Fragmento del documento:
┏━━

Esta figura de Roldán, que se trasvasa a otros textos del ecuatoriano como «Un resplandor en la ventana», -incluido en la colección El hombre de la mirada oblicua12 y que remite a su primera visita a la ciudad, frente a la cual sopesa su horizonte de perspectivas- o a «Crónica de la sangre», -en la que, con la excusa de indagar la causa del asesinato por él cometido, se entrelaza una amplia crónica familiar de la aristocrática familia Castañeda- se convierte en punto de fundamental enlace para ir tejiendo el ambiente total de esa ciudad que en definitiva persigue la narrativa total de Vásconez. Por eso la figura de Roldán va siendo diseñada y retomada en momentos varios de su vida en otros textos, aunque es en su última novela, La sombra de apostador13, donde se recuerda su pasado, se reproducen anécdotas vividas y se nos muestran sus rasgos con mayor dimensión, con el objetivo de completar y acentuar la dimensión de su maligno carácter.

┗━━

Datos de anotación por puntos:
┏━━

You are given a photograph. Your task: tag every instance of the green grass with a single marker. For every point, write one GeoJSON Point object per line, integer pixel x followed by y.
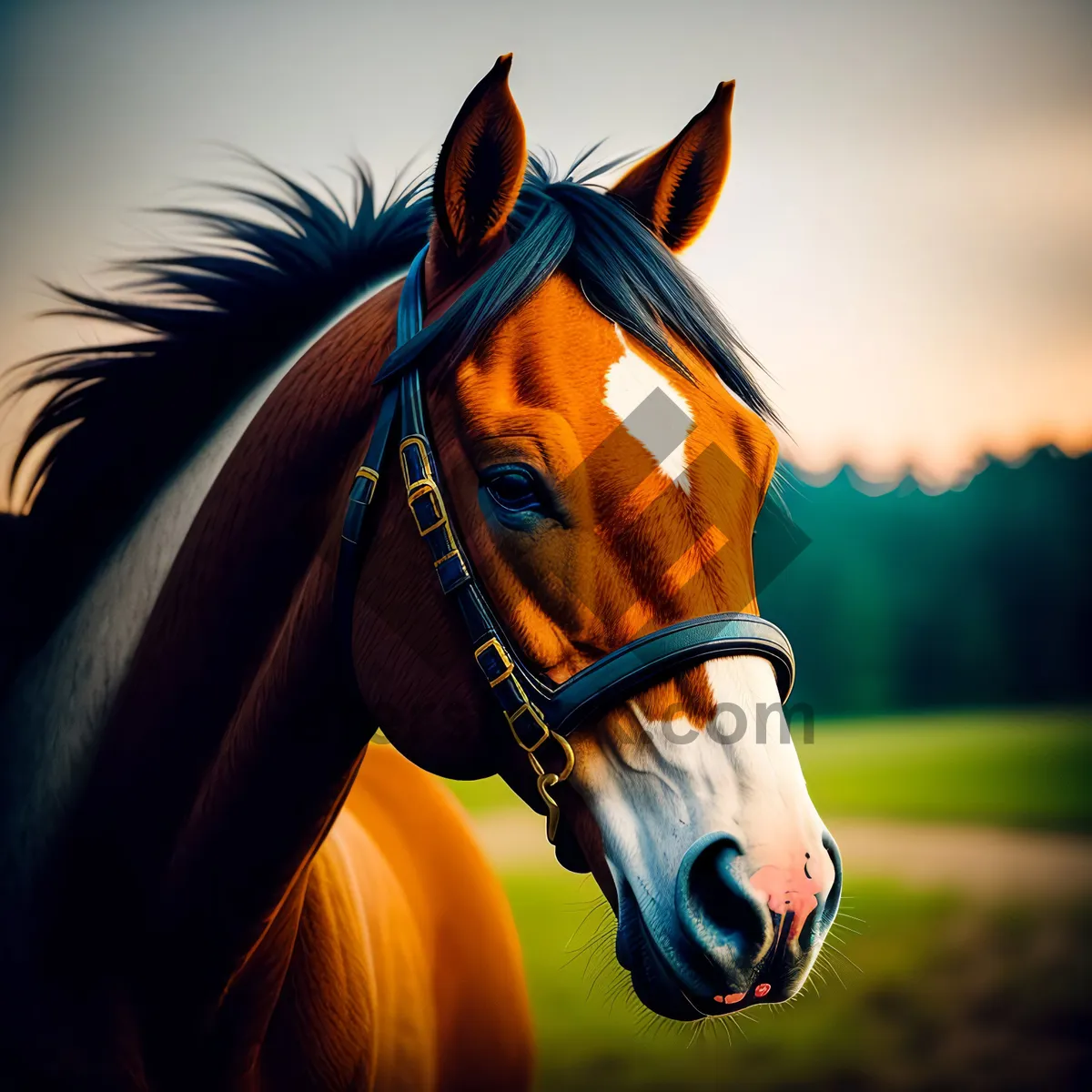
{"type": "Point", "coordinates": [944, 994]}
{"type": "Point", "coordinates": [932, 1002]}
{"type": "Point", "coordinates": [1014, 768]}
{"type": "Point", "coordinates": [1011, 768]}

┗━━

Desafío 1:
Responde con base en el fragmento sobre Roldán:
(a) ¿En qué colección está incluido «Un resplandor en la ventana»?
(b) ¿De qué familia aristocrática es la crónica que se entrelaza en «Crónica de la sangre»?
(c) ¿Cuál es la última novela de Vásconez, donde se recuerda el pasado de Roldán?
Desafío 2:
Prolonga el fragmento sobre Roldán a partir de su última oración.

Resultado final 1:
(a) En El hombre de la mirada oblicua.
(b) De la familia Castañeda.
(c) La sombra de apostador.

Resultado final 2:
Si bien la obra de Vásconez se desliga en la actualidad de las anécdotas estrictas de su primer libro, con sus alusiones históricas, Ciudad lejana sigue siendo el semillero de su articulación espacial de la ciudad, y múltiples lazos ambientales, así como varios personajes, como Roldán, saltan a otros relatos y a otros libros, trazando un tipo de obra que, si bien no puede incluirse con propiedad en la nueva novela histórica, en cambio nos remite a un contexto nacional ecuatoriano.